◆ **DIRECTIONS FOR THIS TASK**:
Present each line of the listing below as one string in a JSON list, leaving out blank lines.

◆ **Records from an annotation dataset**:
════════════════
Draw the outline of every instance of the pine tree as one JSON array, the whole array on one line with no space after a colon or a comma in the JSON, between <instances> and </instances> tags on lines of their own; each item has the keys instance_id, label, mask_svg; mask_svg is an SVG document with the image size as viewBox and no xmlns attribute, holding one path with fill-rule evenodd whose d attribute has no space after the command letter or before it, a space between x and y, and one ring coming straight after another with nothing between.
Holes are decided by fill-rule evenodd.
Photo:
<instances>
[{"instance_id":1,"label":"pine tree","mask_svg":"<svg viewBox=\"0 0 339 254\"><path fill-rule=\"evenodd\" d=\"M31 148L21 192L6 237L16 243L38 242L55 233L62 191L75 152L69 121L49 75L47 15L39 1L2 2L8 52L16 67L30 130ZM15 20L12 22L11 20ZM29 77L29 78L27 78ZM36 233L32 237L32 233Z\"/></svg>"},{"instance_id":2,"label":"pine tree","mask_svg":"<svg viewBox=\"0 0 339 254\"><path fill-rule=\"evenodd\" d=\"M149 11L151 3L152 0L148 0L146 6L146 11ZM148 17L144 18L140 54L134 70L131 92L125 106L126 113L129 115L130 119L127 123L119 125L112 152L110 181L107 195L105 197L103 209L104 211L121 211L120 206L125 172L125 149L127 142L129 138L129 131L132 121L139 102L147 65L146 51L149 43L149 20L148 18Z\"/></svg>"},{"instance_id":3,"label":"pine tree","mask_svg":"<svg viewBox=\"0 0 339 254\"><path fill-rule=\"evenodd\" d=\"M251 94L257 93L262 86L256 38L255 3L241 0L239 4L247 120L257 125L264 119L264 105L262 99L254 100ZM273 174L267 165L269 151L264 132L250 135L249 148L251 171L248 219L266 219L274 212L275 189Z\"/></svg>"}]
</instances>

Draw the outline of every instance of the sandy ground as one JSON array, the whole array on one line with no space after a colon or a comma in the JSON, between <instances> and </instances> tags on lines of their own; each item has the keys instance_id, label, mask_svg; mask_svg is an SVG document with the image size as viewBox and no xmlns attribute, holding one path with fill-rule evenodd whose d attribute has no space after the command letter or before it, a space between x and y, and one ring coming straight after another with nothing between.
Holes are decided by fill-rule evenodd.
════════════════
◆ **WRITTEN REPLY**:
[
  "Draw the outline of every instance of the pine tree as one JSON array, the whole array on one line with no space after a colon or a comma in the JSON, between <instances> and </instances> tags on lines of their own; each item has the keys instance_id, label, mask_svg; mask_svg is an SVG document with the image size as viewBox and no xmlns attribute, holding one path with fill-rule evenodd whose d attribute has no space after the command letter or before it, a space between x and y, and one ring coming straight after another with nothing between.",
  "Holes are decided by fill-rule evenodd.",
  "Photo:",
  "<instances>",
  "[{\"instance_id\":1,\"label\":\"pine tree\",\"mask_svg\":\"<svg viewBox=\\\"0 0 339 254\\\"><path fill-rule=\\\"evenodd\\\" d=\\\"M31 148L21 192L6 237L16 243L38 242L55 233L62 191L75 152L69 121L49 75L47 15L39 1L2 2L8 52L16 67L30 130ZM15 20L12 22L11 20ZM29 77L29 78L27 78ZM36 233L32 237L32 233Z\\\"/></svg>\"},{\"instance_id\":2,\"label\":\"pine tree\",\"mask_svg\":\"<svg viewBox=\\\"0 0 339 254\\\"><path fill-rule=\\\"evenodd\\\" d=\\\"M149 11L151 3L152 0L148 0L146 6L146 11ZM148 17L144 18L140 54L134 70L131 92L125 106L126 113L129 115L130 119L127 123L119 125L112 152L110 181L107 195L105 197L103 209L104 211L121 211L120 206L125 172L125 149L127 142L129 138L129 131L132 121L139 102L147 65L146 51L149 43L149 20L148 18Z\\\"/></svg>\"},{\"instance_id\":3,\"label\":\"pine tree\",\"mask_svg\":\"<svg viewBox=\\\"0 0 339 254\\\"><path fill-rule=\\\"evenodd\\\" d=\\\"M251 94L257 93L262 86L256 38L255 3L241 0L239 4L247 120L257 125L264 119L264 105L262 99L254 100ZM273 174L267 165L269 151L264 132L250 135L249 148L251 171L248 219L266 219L274 212L275 189Z\\\"/></svg>\"}]",
  "</instances>",
  "Draw the outline of every instance of the sandy ground as one JSON array, the whole array on one line with no space after a colon or a comma in the JSON, between <instances> and </instances> tags on lines of their own; each item has the keys instance_id, label, mask_svg; mask_svg is an SVG document with the image size as viewBox and no xmlns attribute, holding one path with fill-rule evenodd whose d attribute has no space after the command letter or before it, a space between x and y, and one ring coming straight after another with nothing between.",
  "Holes are decided by fill-rule evenodd."
]